- [FRAGMENTO]
^^^^
Nuestro
ordenamiento jurídico castiga con penas de prisión y multa el delito de defraudación
tributario, configurando el ilícito penal la defraudación, por acción u
omisión (la posibilidad de consumar el delito por omisión se introdujo
tras la reforma del Código Penal de 1995) a la Hacienda Pública,
eludiendo el pago de tributos, cantidades retenidas o que se hubieran debido
retener o ingresos a cuenta, obteniendo indebidamente devoluciones o
disfrutando beneficios fiscales de la misma forma.
Sin
embargo, para dotar de relevancia penal al impago deben concurrir una serie de
requisitos, como son el quebrantamiento de un deber, en este caso un deber
fiscal de declarar ingresos (motivo por el que el tipo penal debe ir acompañado
siempre por la normativa fiscal vigente al respecto), y junto al anterior debe
converger un elemento intencional, como lo es el deseo consciente de no tributar.
^^^^
- [ENTRADAS PROPORCIONADAS]
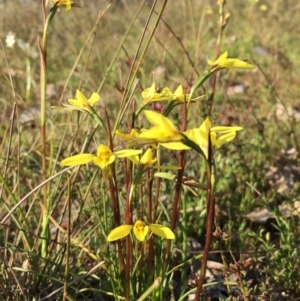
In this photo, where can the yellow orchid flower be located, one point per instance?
(140, 230)
(163, 131)
(224, 62)
(103, 158)
(81, 103)
(218, 135)
(67, 3)
(179, 95)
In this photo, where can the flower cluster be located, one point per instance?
(162, 132)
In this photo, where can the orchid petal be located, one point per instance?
(119, 232)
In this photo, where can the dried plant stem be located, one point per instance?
(43, 83)
(210, 217)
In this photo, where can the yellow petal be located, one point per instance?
(140, 230)
(119, 232)
(175, 146)
(81, 98)
(134, 159)
(127, 153)
(147, 158)
(162, 231)
(104, 161)
(77, 160)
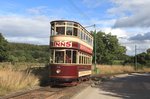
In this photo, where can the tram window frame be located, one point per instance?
(75, 31)
(74, 56)
(70, 23)
(71, 30)
(80, 59)
(61, 31)
(58, 58)
(68, 58)
(52, 56)
(59, 23)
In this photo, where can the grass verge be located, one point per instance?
(107, 69)
(11, 80)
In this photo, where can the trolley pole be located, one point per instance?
(135, 58)
(94, 49)
(95, 68)
(96, 71)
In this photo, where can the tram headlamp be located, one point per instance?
(58, 71)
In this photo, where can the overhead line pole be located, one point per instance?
(135, 58)
(95, 68)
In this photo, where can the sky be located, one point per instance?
(28, 21)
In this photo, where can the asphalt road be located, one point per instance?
(133, 86)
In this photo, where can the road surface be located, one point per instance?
(133, 86)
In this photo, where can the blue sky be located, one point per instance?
(27, 21)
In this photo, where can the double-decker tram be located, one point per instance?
(71, 47)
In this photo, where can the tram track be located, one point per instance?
(40, 93)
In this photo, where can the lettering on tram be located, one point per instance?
(61, 44)
(71, 47)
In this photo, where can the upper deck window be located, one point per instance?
(69, 31)
(75, 31)
(60, 30)
(59, 56)
(60, 23)
(70, 23)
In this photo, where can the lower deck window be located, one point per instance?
(70, 56)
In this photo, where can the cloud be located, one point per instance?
(133, 13)
(93, 3)
(141, 37)
(118, 32)
(37, 10)
(24, 29)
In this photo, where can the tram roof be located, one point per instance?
(73, 22)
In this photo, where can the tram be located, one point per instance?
(71, 47)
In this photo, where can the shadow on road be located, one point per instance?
(130, 87)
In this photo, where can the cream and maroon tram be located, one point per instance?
(71, 48)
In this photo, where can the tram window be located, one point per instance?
(52, 31)
(75, 32)
(82, 60)
(60, 30)
(59, 56)
(76, 25)
(81, 35)
(78, 33)
(60, 23)
(79, 59)
(68, 56)
(74, 56)
(69, 30)
(51, 56)
(69, 23)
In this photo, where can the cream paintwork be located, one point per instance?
(84, 73)
(70, 38)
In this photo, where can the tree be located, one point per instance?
(3, 48)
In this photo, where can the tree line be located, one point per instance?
(108, 51)
(21, 52)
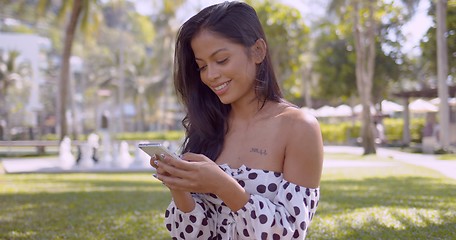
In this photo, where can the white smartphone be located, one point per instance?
(157, 148)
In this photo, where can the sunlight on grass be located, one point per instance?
(397, 201)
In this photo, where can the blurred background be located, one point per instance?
(373, 72)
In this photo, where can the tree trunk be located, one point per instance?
(442, 74)
(65, 68)
(365, 63)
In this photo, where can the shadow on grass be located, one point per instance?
(386, 208)
(127, 208)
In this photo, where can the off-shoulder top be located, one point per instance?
(277, 209)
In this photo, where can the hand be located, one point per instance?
(154, 160)
(194, 173)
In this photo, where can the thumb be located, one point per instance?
(193, 157)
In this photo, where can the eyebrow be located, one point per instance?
(219, 50)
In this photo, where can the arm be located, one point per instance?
(289, 214)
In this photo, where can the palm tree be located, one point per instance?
(8, 75)
(364, 27)
(80, 14)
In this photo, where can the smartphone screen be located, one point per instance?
(157, 149)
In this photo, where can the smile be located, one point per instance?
(221, 86)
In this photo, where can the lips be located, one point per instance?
(219, 89)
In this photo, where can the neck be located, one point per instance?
(248, 111)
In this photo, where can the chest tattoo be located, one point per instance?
(259, 151)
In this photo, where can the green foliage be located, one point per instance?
(429, 42)
(140, 136)
(394, 201)
(343, 133)
(287, 36)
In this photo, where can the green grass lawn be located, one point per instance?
(392, 202)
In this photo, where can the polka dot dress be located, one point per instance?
(277, 209)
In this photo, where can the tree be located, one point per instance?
(80, 14)
(428, 43)
(365, 17)
(10, 74)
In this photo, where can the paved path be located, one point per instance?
(446, 167)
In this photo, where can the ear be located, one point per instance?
(259, 50)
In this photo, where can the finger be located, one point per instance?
(193, 157)
(173, 170)
(153, 161)
(178, 163)
(175, 182)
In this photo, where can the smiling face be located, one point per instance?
(225, 67)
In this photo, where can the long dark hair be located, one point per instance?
(206, 119)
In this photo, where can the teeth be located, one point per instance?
(218, 88)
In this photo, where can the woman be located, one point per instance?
(252, 162)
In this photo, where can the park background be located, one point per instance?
(109, 70)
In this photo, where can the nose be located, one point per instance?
(212, 72)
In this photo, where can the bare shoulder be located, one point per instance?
(304, 148)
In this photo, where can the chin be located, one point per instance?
(225, 100)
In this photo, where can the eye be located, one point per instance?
(202, 68)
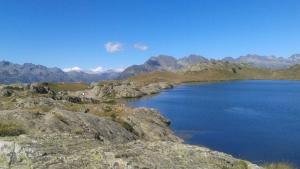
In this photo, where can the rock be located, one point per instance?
(75, 130)
(6, 92)
(39, 88)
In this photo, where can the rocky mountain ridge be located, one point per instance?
(28, 73)
(46, 127)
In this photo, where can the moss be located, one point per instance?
(10, 129)
(127, 126)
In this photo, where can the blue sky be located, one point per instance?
(118, 33)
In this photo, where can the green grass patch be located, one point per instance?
(278, 166)
(11, 129)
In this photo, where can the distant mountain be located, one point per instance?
(162, 63)
(192, 59)
(27, 73)
(271, 62)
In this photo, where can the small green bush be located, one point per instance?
(10, 129)
(127, 126)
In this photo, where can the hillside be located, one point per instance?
(57, 126)
(218, 71)
(28, 73)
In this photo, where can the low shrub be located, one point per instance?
(10, 129)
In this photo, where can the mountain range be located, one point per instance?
(28, 72)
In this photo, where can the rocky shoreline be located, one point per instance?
(46, 128)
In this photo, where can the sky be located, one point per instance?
(103, 34)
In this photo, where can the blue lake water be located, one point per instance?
(254, 120)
^^^^
- [QUÉ SE PIDE] Continúa el fragmento sobre el delito de defraudación tributaria a partir de su última oración.

- [RESPUESTA REDACTADA]
Este
deber fiscal, cuyo incumplimiento puede acarrear hasta seis años de privación
de libertad, encuentra alcance constitucional en el artículo 31 de nuestra
Carta Magna: "Todos contribuirán al sostenimiento de los gastos públicos de
acuerdo con su capacidad económica mediante un sistema tributario justo
inspirado en los principios de igualdad y progresividad que, en ningún caso,
tendrá alcance confiscatorio".
Así,
no toda elusión del pago de tributos es constitutiva de delito, pues únicamente
lo será aquella en la que medie defraudación en sentido estricto, elemento que
requiere la existencia de engaño, simulación, falsedad u ocultación. De no
apreciarse esa intencionalidad defraudatoria nos encontraremos ante un mero
ilícito administrativo.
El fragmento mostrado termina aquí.